_Supplied text_.
begin
Re: Handguns and trailering

How about parks??? most state and federal parks I have been in ban guns... exceptions made of course  for wilderness areas and hunting season.

As Kirk said forget travel in Canada and Mexico.

Sounds like you'd be better off with a cell phone and 911 on speed dial.


----------



## utmtman (Jun 28, 2008)

Re: Handguns and trailering

National and state parks said that if they are dismantled or not readily available they can be carried.   The rule of thumb is ammo in one case and weapon in another case locked in the trunk or storage area of vehicle where they are not readily available, they can be carried thru a park.  Since I work for the parks system I have asked this question a few times as well as answered it for others as well.


----------



## Gruffy (Jun 28, 2008)

Re: Handguns and trailering

I'm curious... "carried through a park".... does that mean you can drive through on the highway but not stop or camp within the park???


----------



## kellyx4 (Jul 1, 2008)

Re: Handguns and trailering

If I can add my two cents worth here, I feel that Kirk is correct in what he is saying, a shotgun would probably be your best choice. I have been in the law enforcement in one capacity or another for almost 30 years now, starting as a deputy sheriff, Sergeant in a local town department, and now as a Captain in the State Department of Corrections. Most persons who actually need a weapon in a crisis are too flustered to accurately shoot a hand gun unless they have been properly trained and maintain that training rigorously. To be proficient with a hand gun takes many hours of practice.

While there is ammunition available (Glasser Safety Rounds) for hand guns designed not to penetrate walls in apartments and houses, you must remember we are talking about an RV where the construction is not as solid.

My weapon of choice in your circumstance would be a 410 gauge pump action shotgun with a 20" barrel, pistol grip stock, and loaded with #00 or #4 buckshot. 

It is compact, would be short enough to maneuver in the close confines of a RV and as mentioned above, the sight and sound of a pump action shotgun being manipulated is a very good deterrent in it's self.


----------



## utmtman (Jul 2, 2008)
end
_Information supplied_.
begin
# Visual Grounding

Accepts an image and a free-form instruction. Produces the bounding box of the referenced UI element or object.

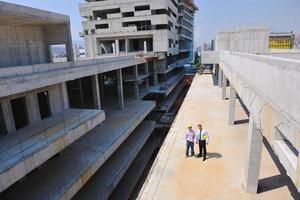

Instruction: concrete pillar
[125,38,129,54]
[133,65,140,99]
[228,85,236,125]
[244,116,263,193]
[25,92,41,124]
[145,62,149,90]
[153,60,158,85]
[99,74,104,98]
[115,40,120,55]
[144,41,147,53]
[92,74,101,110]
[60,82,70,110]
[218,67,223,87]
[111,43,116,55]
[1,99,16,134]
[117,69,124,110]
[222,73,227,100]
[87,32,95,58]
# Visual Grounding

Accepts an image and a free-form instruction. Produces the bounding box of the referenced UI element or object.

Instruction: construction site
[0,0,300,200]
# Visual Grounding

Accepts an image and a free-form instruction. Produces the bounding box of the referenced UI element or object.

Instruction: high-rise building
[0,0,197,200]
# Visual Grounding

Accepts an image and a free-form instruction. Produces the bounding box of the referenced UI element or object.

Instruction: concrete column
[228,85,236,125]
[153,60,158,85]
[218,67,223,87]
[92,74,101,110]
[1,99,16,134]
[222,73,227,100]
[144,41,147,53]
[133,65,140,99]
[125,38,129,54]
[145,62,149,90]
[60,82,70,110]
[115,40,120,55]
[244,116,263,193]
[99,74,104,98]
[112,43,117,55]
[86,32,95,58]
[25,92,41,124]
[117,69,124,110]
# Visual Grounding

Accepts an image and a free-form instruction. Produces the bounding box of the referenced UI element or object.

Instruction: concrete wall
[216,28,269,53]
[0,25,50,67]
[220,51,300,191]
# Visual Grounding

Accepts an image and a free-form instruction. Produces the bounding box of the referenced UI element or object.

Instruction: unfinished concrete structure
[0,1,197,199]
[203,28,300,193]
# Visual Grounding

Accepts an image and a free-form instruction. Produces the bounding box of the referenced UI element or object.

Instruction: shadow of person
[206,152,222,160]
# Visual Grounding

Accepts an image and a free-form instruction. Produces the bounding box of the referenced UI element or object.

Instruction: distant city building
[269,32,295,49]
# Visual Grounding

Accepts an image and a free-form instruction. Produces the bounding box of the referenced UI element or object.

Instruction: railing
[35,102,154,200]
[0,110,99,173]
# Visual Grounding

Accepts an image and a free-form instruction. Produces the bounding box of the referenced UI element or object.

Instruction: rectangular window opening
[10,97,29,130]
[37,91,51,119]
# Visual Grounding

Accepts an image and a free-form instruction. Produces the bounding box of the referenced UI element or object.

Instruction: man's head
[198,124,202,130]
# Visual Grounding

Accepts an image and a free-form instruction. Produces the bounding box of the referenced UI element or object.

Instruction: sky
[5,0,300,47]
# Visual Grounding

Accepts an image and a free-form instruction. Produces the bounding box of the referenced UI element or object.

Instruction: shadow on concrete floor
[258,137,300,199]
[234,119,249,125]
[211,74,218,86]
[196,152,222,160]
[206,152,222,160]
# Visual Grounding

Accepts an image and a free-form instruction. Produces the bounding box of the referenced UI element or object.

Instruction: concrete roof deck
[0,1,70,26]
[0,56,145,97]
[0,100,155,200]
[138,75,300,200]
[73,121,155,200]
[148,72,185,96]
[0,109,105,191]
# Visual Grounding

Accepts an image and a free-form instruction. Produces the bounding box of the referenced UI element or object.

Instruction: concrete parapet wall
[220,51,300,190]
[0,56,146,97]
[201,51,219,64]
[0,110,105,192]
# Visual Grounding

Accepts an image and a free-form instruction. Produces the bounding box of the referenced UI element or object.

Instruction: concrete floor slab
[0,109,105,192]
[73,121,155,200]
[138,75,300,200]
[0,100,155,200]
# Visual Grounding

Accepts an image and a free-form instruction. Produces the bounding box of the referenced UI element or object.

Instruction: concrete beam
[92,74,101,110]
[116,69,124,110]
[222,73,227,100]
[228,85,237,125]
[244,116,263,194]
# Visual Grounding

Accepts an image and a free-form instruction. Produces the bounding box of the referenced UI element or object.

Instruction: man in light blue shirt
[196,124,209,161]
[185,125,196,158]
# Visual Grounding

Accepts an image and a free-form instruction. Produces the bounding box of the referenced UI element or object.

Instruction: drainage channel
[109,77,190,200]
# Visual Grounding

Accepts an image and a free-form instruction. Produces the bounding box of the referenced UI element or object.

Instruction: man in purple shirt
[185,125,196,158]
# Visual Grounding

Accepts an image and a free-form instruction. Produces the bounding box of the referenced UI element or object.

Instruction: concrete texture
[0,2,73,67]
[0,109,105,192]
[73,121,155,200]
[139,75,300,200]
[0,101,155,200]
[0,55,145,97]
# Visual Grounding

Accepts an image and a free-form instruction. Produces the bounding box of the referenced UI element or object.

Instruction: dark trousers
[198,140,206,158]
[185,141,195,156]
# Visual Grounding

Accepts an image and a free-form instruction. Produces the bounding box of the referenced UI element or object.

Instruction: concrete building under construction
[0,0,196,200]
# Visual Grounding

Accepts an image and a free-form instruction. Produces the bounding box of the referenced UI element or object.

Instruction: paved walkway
end
_Exercise details_. From the forum thread on handguns and trailering above, set down the passage starting with "## utmtman (Jun" and going on through "others as well.", with every word and mark unchanged.

_Finished answer_.
## utmtman (Jun 28, 2008)

Re: Handguns and trailering

National and state parks said that if they are dismantled or not readily available they can be carried.   The rule of thumb is ammo in one case and weapon in another case locked in the trunk or storage area of vehicle where they are not readily available, they can be carried thru a park.  Since I work for the parks system I have asked this question a few times as well as answered it for others as well.